#### Aim of the task
Rewrite the records below, changing each "Specify what to find" to "Describe the target" and keeping everything else the same.

#### Exercise data
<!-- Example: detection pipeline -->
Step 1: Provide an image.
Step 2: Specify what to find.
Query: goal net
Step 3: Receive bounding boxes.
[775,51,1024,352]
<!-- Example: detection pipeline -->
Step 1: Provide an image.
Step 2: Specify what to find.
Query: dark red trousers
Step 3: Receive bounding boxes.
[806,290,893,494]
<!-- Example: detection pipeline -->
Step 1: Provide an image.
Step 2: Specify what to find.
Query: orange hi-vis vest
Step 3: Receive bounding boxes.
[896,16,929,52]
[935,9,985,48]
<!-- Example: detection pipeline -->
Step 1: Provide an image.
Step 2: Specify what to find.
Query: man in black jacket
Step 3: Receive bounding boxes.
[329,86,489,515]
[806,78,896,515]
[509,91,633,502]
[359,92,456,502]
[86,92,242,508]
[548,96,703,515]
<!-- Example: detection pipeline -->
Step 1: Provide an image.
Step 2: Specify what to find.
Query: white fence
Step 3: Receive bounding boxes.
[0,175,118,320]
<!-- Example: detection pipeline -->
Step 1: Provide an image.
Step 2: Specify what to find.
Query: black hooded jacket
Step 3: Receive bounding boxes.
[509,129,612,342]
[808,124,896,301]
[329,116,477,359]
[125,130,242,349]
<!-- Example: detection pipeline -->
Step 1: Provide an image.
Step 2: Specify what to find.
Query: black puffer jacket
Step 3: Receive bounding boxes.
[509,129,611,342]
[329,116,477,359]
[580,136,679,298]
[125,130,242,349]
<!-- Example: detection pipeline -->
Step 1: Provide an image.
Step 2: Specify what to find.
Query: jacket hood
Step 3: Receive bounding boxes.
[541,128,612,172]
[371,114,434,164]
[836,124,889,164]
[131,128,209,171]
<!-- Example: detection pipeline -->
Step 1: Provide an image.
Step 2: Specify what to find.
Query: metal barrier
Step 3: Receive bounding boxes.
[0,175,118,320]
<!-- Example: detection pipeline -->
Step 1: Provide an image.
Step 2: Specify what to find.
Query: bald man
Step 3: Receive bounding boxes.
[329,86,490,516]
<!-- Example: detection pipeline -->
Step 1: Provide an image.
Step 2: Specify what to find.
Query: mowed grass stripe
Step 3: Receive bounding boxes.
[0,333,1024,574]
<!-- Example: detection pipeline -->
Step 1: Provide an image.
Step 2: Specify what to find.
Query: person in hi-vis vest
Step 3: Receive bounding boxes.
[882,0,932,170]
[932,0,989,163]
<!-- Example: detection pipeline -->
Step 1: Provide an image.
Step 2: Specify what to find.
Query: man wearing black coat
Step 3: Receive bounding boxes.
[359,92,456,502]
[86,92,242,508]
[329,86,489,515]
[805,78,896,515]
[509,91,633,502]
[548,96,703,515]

#### Result of this task
<!-- Example: detection pipeline -->
Step 1: Provide an image.
Step 2: Describe the target.
Query: goal net
Step 3: Receive bounding boxes.
[775,51,1024,352]
<!-- Example: detection pipeline -->
Step 1: Provide an image.
Step 2: Describe the target.
Query: dark red trousers
Step 3: Receive bounding boxes.
[806,290,893,494]
<!-- Example: detection pipeline -->
Step 1: Provide an image.
Step 2: Describe the target.
Query: orange hi-vis vest
Step 3: Receive bounding boxes.
[896,16,929,52]
[935,9,985,48]
<!-- Example: detection pipeline -->
Step 1: Provide an image.
Step 2: Describe the target.
Query: man in black jacket
Step 3: Receive bounding boxes.
[329,86,489,515]
[806,78,896,515]
[509,91,633,502]
[359,92,456,502]
[86,92,242,508]
[548,96,703,515]
<!-- Example: detection pipeline -->
Step 1: Provide an image.
Step 2: Describe the target.
Query: white fence
Step 3: Receive bounding boxes.
[0,175,118,320]
<!-- Example: detection pipeline -->
Step 1: Provide an image.
Step 2: Describe the target.
Query: black hooded jacket
Step 3: Receive bounding boxes.
[509,129,612,342]
[808,124,896,301]
[329,116,477,359]
[125,130,242,349]
<!-- Example: detection pipeline -->
Step 1: Provide an image.
Step 2: Describe the target.
Query: black puffer jacket
Step 3: Receive bounding boxes.
[509,129,611,342]
[329,116,477,359]
[580,136,679,298]
[125,130,242,349]
<!-- Example: detection pipeline -->
Step 1: Provide an image.
Step 2: Describe the target.
Query: jacket hood
Step 3: Receive bounding boxes.
[541,128,612,172]
[371,114,434,164]
[836,124,889,164]
[131,128,209,171]
<!-- Example: detection pipeline -->
Step 1: Provide an image.
Step 2: Describe the target.
Query: metal barrier
Step 3: Receive bounding boxes.
[0,175,118,320]
<!-- Example: detection pipeline -->
Step 1: Provide an image.
Step 2: Describe the target.
Query: bald man
Step 3: Receive bounding boxes.
[329,86,490,516]
<!-- Example: detection pipeline -->
Step 1: Provide an image.
Step 2: Describe the target.
Query: mowed grass stripe
Step 3: Receive bounding boxes.
[0,333,1024,574]
<!-- Example: detection pipeline -->
Step 1: Provide an image.
Step 2: Describe the target.
Query: person in hi-vis vest
Step 3: Receive bounding boxes.
[882,0,932,170]
[932,0,989,163]
<!-- Example: detection pipeline -->
Step 1: Provide an image.
Step 2: Describe the target.
Query: man wearing black coat
Step 3: Receive bounding boxes.
[359,92,456,502]
[86,92,242,508]
[329,86,489,515]
[805,78,896,515]
[509,91,633,502]
[548,96,703,515]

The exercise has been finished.